** The task **
Copy out the records with every "one pair per instance" changed to "one pair per object", keeping everything else the same and leaving out the pictures.

Extracted records:
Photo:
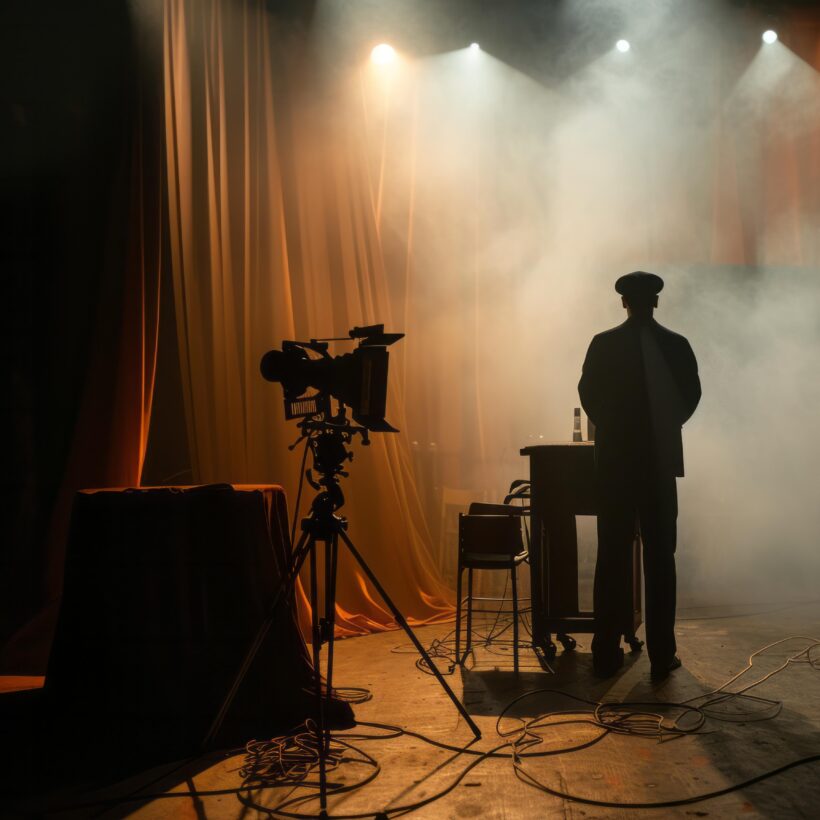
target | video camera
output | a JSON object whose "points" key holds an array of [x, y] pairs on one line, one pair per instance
{"points": [[357, 380]]}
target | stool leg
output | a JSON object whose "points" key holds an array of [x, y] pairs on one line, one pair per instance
{"points": [[458, 613], [469, 608], [514, 574]]}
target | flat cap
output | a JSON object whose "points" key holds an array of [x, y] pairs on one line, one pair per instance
{"points": [[639, 282]]}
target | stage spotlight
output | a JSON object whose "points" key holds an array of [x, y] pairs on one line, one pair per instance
{"points": [[383, 54]]}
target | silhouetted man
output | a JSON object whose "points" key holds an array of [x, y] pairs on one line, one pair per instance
{"points": [[639, 385]]}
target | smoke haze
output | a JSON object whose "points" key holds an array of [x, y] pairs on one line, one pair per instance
{"points": [[530, 193]]}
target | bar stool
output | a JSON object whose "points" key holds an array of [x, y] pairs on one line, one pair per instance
{"points": [[489, 537]]}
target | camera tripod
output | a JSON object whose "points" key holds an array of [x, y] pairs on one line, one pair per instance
{"points": [[327, 439]]}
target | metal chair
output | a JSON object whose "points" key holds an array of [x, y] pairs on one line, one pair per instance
{"points": [[489, 537]]}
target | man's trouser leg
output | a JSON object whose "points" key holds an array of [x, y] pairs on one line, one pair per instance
{"points": [[612, 593], [658, 513]]}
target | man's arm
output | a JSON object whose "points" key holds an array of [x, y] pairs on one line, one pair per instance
{"points": [[688, 380], [589, 388]]}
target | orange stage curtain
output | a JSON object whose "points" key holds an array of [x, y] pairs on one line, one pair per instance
{"points": [[273, 236], [482, 212]]}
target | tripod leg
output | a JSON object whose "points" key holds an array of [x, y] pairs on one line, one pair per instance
{"points": [[303, 547], [458, 612], [400, 620], [331, 553], [514, 573], [316, 638]]}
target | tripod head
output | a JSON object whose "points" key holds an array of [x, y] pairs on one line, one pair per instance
{"points": [[328, 438]]}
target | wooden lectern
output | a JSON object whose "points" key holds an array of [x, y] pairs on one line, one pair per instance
{"points": [[562, 485]]}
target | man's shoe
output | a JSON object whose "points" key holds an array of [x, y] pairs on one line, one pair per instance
{"points": [[608, 666], [661, 672]]}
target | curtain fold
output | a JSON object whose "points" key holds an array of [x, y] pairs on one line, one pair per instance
{"points": [[274, 237], [484, 213]]}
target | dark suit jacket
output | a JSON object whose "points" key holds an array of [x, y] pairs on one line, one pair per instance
{"points": [[639, 385]]}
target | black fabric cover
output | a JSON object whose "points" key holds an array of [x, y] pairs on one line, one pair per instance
{"points": [[164, 592]]}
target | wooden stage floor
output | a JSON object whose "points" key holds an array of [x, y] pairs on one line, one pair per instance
{"points": [[714, 644]]}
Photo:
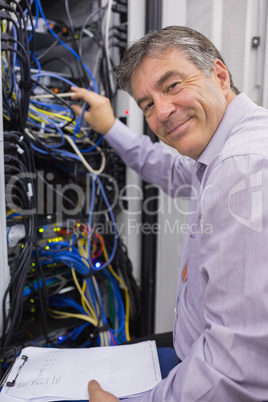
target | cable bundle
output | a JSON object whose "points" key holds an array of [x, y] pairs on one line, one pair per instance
{"points": [[76, 282]]}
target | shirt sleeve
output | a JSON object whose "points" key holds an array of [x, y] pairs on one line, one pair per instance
{"points": [[229, 360], [156, 163]]}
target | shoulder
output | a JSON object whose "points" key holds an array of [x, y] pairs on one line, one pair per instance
{"points": [[249, 136]]}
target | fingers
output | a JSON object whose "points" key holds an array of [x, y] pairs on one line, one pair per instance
{"points": [[100, 115], [86, 95], [97, 394], [92, 387]]}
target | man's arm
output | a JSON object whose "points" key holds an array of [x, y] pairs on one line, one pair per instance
{"points": [[154, 162], [99, 115], [97, 394]]}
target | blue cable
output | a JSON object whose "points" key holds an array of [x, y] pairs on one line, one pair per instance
{"points": [[57, 128], [38, 5], [90, 223]]}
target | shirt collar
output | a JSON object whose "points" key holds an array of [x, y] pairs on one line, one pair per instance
{"points": [[234, 112]]}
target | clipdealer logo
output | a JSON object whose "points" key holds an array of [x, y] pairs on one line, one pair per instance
{"points": [[253, 188]]}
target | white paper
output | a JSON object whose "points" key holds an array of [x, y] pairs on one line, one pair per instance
{"points": [[62, 374]]}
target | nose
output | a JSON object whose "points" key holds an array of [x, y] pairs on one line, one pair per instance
{"points": [[164, 108]]}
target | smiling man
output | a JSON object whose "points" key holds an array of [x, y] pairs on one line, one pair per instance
{"points": [[182, 85]]}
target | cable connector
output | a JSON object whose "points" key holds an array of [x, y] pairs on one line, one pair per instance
{"points": [[4, 15], [4, 46], [15, 234], [5, 36], [119, 8], [7, 6]]}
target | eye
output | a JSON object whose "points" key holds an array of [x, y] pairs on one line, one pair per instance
{"points": [[172, 86], [148, 107]]}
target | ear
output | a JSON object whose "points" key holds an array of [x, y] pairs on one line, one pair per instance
{"points": [[222, 75]]}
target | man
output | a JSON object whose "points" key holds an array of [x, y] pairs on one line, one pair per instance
{"points": [[182, 85]]}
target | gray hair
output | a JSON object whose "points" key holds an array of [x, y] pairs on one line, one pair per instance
{"points": [[196, 47]]}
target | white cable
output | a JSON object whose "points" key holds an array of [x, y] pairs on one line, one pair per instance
{"points": [[107, 47], [87, 166]]}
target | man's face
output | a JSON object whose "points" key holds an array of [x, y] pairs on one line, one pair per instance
{"points": [[182, 106]]}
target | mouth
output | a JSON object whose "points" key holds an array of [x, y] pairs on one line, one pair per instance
{"points": [[178, 127]]}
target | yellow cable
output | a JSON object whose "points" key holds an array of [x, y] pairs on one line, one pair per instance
{"points": [[63, 315], [125, 289], [85, 302], [57, 115], [87, 166]]}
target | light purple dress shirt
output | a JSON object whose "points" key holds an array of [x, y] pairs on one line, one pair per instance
{"points": [[221, 323]]}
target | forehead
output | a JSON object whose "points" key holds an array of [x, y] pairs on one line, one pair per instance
{"points": [[154, 70]]}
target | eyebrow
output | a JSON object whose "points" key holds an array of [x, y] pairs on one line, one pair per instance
{"points": [[169, 74]]}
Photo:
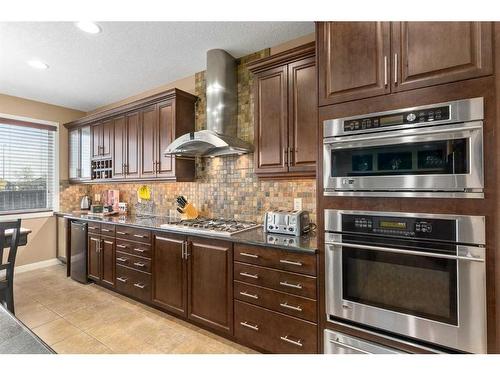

** Exercise solution **
Photo:
target | video camera
output | a JSON object whose "points" key holds an array of [x, y] pairs on one line, one pair per object
{"points": [[357, 380]]}
target | stool leg
output | a JSON object whose "points" key holds an array of [x, y] pairs on one line, one pair per object
{"points": [[458, 613], [469, 608], [514, 574]]}
target | flat cap
output | a JSON object whose "points" key holds an array of [x, y] pairs on one line, one pair per object
{"points": [[639, 282]]}
target | stage spotlight
output | a JSON object whose "points" key holds an array of [x, y] pairs on one line, one pair per object
{"points": [[383, 54]]}
target | silhouetted man
output | a JSON object whose "points" key holds an array of [x, y] pairs on one line, one pair per object
{"points": [[639, 385]]}
target | smoke haze
output | a JSON object whose "points" key holds an array of [x, y] pairs on one line, one pair per object
{"points": [[530, 193]]}
target | bar stool
output | a JSON object whose "points" key holds an array of [x, y] pairs on one line, one pair per object
{"points": [[489, 537]]}
target | camera tripod
output | a JSON object whose "points" key holds an array of [x, y] pairs on one line, one pair per object
{"points": [[327, 439]]}
target | metal chair
output | a JSON object whose "points" key holds an array of [x, y] pairs on one line, one pair per object
{"points": [[489, 537]]}
target | man's trouser leg
output | a JSON object whose "points" key holds an array of [x, y] pairs on one line, one pair per object
{"points": [[612, 593], [658, 513]]}
target | man's arm
output | a JSON object whose "points" key holds an array of [x, y] pairs on one line, one pair per object
{"points": [[688, 380], [589, 388]]}
target | orange stage curtain
output | a JSON object whose "points" key holds an array of [x, y] pairs on one line, one pair per object
{"points": [[273, 236], [482, 212]]}
target | tripod leg
output | a JSON object whose "points" key holds an array of [x, y] pairs on one line, one pair per object
{"points": [[303, 547], [458, 612], [400, 620], [331, 553], [514, 573], [316, 638]]}
target | tripod head
output | a JSON object whose "points" key holds an array of [x, y] pairs on one line, one pair per object
{"points": [[328, 438]]}
target | wooden lectern
output | a JSON object whose "points" key holds an array of [x, y] pairs on one line, one pair per object
{"points": [[562, 485]]}
target | man's shoe
output | a JSON object whose "points" key holds an array of [x, y] pairs on one line, one pair per object
{"points": [[608, 666], [661, 672]]}
target | curtain fold
output | a JSON object whose "points" key holds an array of [x, y] pairs on one line, one pair per object
{"points": [[274, 237], [484, 213]]}
target | dark suit jacket
output | a JSON object whose "points" key holds an array of [x, y] pairs on one line, one pair per object
{"points": [[639, 385]]}
target | black fabric cover
output | a JSON object whose "points" key holds an array of [x, y] pairs on one line, one pair per object
{"points": [[164, 592]]}
target | wooden stage floor
output | a JSON object whose "points" key holds an array of [x, y] pairs on one line, one pair per object
{"points": [[714, 644]]}
Photo:
target | cable bundle
output | a JSON object whose "points" key holds an array of [x, y] pairs on one line, one pair per object
{"points": [[76, 282]]}
target | shirt sleeve
output | a JSON object whose "points" key holds an array of [x, y] pairs on one line, one pair per object
{"points": [[229, 360], [156, 163]]}
target | shoulder
output | a JSON object whose "points" key holds an array of [x, y] pairs on one line, one pair per object
{"points": [[249, 136]]}
target | fingers
output | a JSON object whose "points" key holds an array of [x, y] pairs on one line, one pair per object
{"points": [[100, 115], [86, 95], [97, 394], [92, 387]]}
target | man's arm
output | a JSON object whose "points" key holds an array of [x, y] pairs on one line, one pair per object
{"points": [[154, 162], [99, 115], [97, 394]]}
target | blue cable
output | a JSON object whose "points" key holds an array of [x, y] pairs on one line, one pair per object
{"points": [[57, 128], [38, 5], [90, 223]]}
target | shirt collar
output | a JSON object whose "points" key holds an array of [x, y] pairs on one line, one pair per object
{"points": [[234, 112]]}
target | clipdealer logo
output | a JSON object whose "points" key holds an array of [x, y] pairs on one line, one pair per object
{"points": [[253, 188]]}
target | white paper
output | a JSON object whose "points" key holds an array of [x, y] pairs on one line, one pair per object
{"points": [[62, 374]]}
target | nose
output | a JSON object whose "points" key holds an array of [x, y] pairs on one line, one pair per object
{"points": [[164, 108]]}
target | smiling man
output | a JSON object whose "points" key holds an array of [x, y] pairs on one line, one pair per object
{"points": [[182, 85]]}
target | cable connector
output | a JSON object whose "points" key holds an array of [x, y] pairs on one line, one pair per object
{"points": [[4, 15], [4, 46], [15, 234], [5, 36], [119, 8], [7, 6]]}
target | eye
output | a JSON object whose "points" key holds an array of [x, y] pairs on one line, one pair per object
{"points": [[172, 86], [148, 107]]}
target | ear
output | a JSON object whose "points" key holds an array of [x, y] pairs on one line, one pair per object
{"points": [[222, 75]]}
target | man
output | a JSON object whose "points" key holds an array of [x, y] pairs on one line, one pair per object
{"points": [[182, 85]]}
target | gray hair
output | a JSON object whose "points" key holds an array of [x, y] pairs on one line, one pair per object
{"points": [[196, 47]]}
target | white cable
output | a JSON object whose "points" key holds an array of [x, y] pairs on one line, one pair per object
{"points": [[107, 47], [87, 166]]}
target | man's face
output | a JSON object whose "points" key holds an array of [x, y] pairs on one line, one pair per object
{"points": [[182, 106]]}
target | mouth
output | a JSON object whose "points" key holds an array of [x, y] pairs on one line, one pair per object
{"points": [[178, 127]]}
target | yellow cable
output | a JSON object whose "points" key holds an array of [x, y] pairs on one line, one pair per object
{"points": [[63, 315], [125, 289], [85, 302], [57, 115], [87, 166]]}
target | light purple dress shirt
output | a JSON object whose "points" key holds an array of [x, y] pairs on one line, one pair per object
{"points": [[221, 323]]}
target | forehead
output | a JSON object whose "points" key holds an array of [x, y] pairs on one line, one pair per object
{"points": [[154, 70]]}
target | eyebrow
output | a JSON object whose "points" key holds an array of [x, y] pairs on one line, one pair per object
{"points": [[169, 74]]}
Photo:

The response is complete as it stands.